* [EXCERPT PROVIDED]
#####

Tuesday, October 30, 2012

GOLF IN PORTUGAL IS GOING TO GET MORE EXPENSIVE BECAUSE OF TAXES

By COLIN FARQUHARSON
Colin@scottishgolfview.com 
(Who has just returned from a 14-day holiday on the Algarve).
Expect the green fees to be a good deal higher than they are at the moment when you return to Portugal's great golfing destination, the Algarve, next year.
When I was a cub reporter many moons ago, a senior journalist gave me two tips to follow on my golf travels.
One was to read noticeboards in the clubhouses I visit. Useful way to discover "stories" that deserve more prominence than within club membership.
The other was to read the sports pages of local newspapers when I was in different parts of the country.
Those habits have stayed with me over more than five decades of sports journalism.
So it was I discovered the following article in The Portugal News last Friday:

PORTUGUESE COURSE OWNERS FACE HUGE
TAX BILLS THEY WILL HAVE TO PASS ON 
 
Golf courses across the country (Portugal) are faced with enormous outstanding bills to the taxman due to their incorrect application of a perceived 17 per cent reduction in VAT which never was.

#####

Source data:
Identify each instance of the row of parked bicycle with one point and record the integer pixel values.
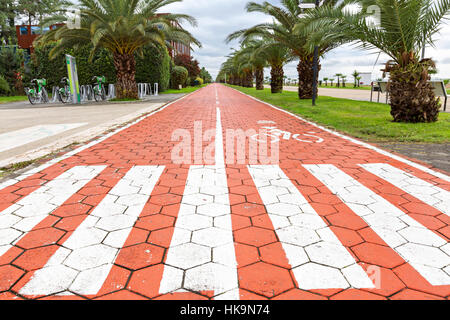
(38, 94)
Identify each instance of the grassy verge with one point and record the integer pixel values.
(365, 120)
(12, 99)
(348, 86)
(184, 90)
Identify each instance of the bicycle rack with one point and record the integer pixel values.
(55, 94)
(87, 93)
(111, 92)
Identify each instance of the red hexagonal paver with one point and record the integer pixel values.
(255, 236)
(265, 279)
(8, 276)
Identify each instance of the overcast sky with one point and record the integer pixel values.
(218, 18)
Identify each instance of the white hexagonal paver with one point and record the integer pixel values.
(297, 236)
(314, 276)
(205, 278)
(283, 209)
(308, 221)
(49, 280)
(329, 254)
(214, 209)
(197, 199)
(213, 237)
(194, 222)
(90, 257)
(188, 255)
(421, 236)
(116, 222)
(85, 237)
(7, 236)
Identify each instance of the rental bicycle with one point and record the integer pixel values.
(37, 93)
(99, 88)
(64, 93)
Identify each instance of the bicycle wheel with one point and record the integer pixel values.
(44, 96)
(64, 95)
(31, 97)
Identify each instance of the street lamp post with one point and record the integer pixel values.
(316, 53)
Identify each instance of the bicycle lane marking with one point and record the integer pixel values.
(310, 155)
(104, 156)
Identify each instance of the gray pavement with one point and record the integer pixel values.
(28, 132)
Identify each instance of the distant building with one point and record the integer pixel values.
(366, 78)
(26, 34)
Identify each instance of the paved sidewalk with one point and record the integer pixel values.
(331, 218)
(29, 132)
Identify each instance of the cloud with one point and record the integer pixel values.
(219, 18)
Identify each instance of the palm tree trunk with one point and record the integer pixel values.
(412, 96)
(259, 74)
(126, 87)
(277, 74)
(306, 76)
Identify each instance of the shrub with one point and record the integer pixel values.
(4, 87)
(179, 76)
(53, 70)
(11, 60)
(198, 81)
(154, 67)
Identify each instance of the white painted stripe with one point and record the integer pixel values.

#####

* [WHAT TO DO]
- A) Using the golf article, answer these:
(i) How many days did the author's holiday on the Algarve last?
(ii) For how long have the author's two habits stayed with him?
(iii) In which newspaper did the author find the article about tax bills?
- B) Transcribe the golf article from "Tuesday, October 30, 2012" up to and including "my golf travels.".

* [SOLUTIONS PER TASK]
- A)
(i) 14 days.
(ii) More than five decades of sports journalism.
(iii) The Portugal News.

- B)
Tuesday, October 30, 2012

GOLF IN PORTUGAL IS GOING TO GET MORE EXPENSIVE BECAUSE OF TAXES

By COLIN FARQUHARSON
Colin@scottishgolfview.com 
(Who has just returned from a 14-day holiday on the Algarve).
Expect the green fees to be a good deal higher than they are at the moment when you return to Portugal's great golfing destination, the Algarve, next year.
When I was a cub reporter many moons ago, a senior journalist gave me two tips to follow on my golf travels.